Problem statement:
Decide whether each statement below agrees with the text on motherhood behind bars. For each, answer yes or no and quote the words of the text that decide it.
1. Tommy Franklin's birth mother was incarcerated at the time of his birth.
2. Franklin found out early in childhood that his mother was incarcerated when she gave birth.
3. Before documenting his search, Franklin had no involvement in efforts to improve systems-impacted lives.

[Opening Text segment section]

Motherhood Behind Bars

Motherhood Behind Bars

May 10, 2024

Filmmaker Tommy Franklin on being born in prison, and his upcoming film You Don’t Know My Name

Mother’s Day isn’t just about flowers and brunch—it’s a time to reflect on the powerful bond between mothers and children, especially for those impacted by incarceration. This year, to commemorate the holiday we spoke with Tommy Franklin about his journey to find his birth mother, who was incarcerated when he was born. Throughout his life, the intense longing to know her has always been with him, and now, as a filmmaker, he's channeling that longing into his upcoming film You Don't Know My Name. In this feature blog, Tommy shares more about his story, the intersection of maternal health and incarceration, and what Mother’s Day means to him. 

1.) Tell us about your film and how you came to make it. 

Throughout my life, the intense longing to know my birth mother is always with me. Learning later in life that when she gave birth she was incarcerated, made my search even more urgent, not only for me but hopefully for her peace and healing, too. I was already working on improving systems-impacted lives, so I understood some of the carceral environment's life-threatening challenges. Documenting my search for my family and the journey of the organizations I work with, which aim to break down the barriers to accessing safe maternal health care while incarcerated, can shed light on a little-known issue. Additionally, it may provide some comfort to others who share a similar journey with me. You Don’t Know My Name will be a transformative look at loss, parenthood, and a powerful movement of people who must roll up their sleeves and make the change needed. 

2.) What comes up for you when you think about Mother’s Day? 

For me, it’s a day that honors the people in our lives who give unconditional love, whether in their work or on a personal level. I’m grateful to have so many people who share my values and are dedicated to helping others.

[Closing Text segment section]
[Opening Records section]

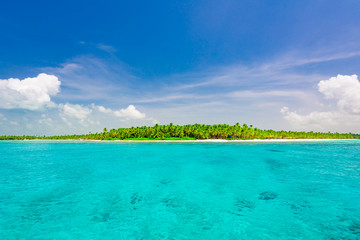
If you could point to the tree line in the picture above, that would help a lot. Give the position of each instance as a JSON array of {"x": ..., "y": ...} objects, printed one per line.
[{"x": 193, "y": 131}]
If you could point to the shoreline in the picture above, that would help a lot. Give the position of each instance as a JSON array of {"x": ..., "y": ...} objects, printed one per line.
[{"x": 182, "y": 141}]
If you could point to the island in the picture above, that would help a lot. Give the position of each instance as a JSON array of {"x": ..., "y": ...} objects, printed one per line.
[{"x": 191, "y": 132}]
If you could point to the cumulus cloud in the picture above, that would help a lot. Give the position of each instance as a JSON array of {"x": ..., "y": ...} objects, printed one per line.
[
  {"x": 29, "y": 93},
  {"x": 129, "y": 113},
  {"x": 345, "y": 90},
  {"x": 71, "y": 113},
  {"x": 75, "y": 111}
]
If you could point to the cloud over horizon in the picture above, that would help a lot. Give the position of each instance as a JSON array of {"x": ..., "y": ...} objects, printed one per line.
[
  {"x": 30, "y": 93},
  {"x": 345, "y": 91}
]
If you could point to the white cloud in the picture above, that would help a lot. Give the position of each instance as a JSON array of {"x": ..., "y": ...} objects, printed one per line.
[
  {"x": 29, "y": 93},
  {"x": 313, "y": 120},
  {"x": 75, "y": 111},
  {"x": 345, "y": 90},
  {"x": 129, "y": 113}
]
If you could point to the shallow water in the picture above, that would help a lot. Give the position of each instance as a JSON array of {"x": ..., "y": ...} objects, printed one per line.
[{"x": 68, "y": 190}]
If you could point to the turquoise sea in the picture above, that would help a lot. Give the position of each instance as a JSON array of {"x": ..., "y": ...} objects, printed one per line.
[{"x": 80, "y": 190}]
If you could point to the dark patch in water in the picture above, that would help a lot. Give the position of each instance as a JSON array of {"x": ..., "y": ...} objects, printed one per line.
[
  {"x": 170, "y": 202},
  {"x": 268, "y": 195},
  {"x": 274, "y": 164},
  {"x": 135, "y": 198},
  {"x": 242, "y": 205},
  {"x": 355, "y": 229},
  {"x": 165, "y": 181},
  {"x": 275, "y": 150}
]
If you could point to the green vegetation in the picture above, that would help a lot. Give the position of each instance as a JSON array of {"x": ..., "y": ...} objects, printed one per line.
[{"x": 192, "y": 132}]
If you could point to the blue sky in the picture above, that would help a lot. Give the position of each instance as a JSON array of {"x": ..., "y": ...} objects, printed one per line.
[{"x": 274, "y": 64}]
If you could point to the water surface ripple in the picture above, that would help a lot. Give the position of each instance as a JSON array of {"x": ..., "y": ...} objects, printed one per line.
[{"x": 68, "y": 190}]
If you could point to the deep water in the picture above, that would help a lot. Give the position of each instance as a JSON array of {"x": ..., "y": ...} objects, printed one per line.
[{"x": 69, "y": 190}]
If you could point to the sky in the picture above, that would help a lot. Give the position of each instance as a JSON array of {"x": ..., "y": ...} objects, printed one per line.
[{"x": 79, "y": 66}]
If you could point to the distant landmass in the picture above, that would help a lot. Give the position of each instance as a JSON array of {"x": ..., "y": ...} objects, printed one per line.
[{"x": 192, "y": 132}]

[Closing Records section]

Solution:
1. Yes: "his birth mother, who was incarcerated when he was born"
2. No: "Learning later in life that when she gave birth she was incarcerated"
3. No: "I was already working on improving systems-impacted lives"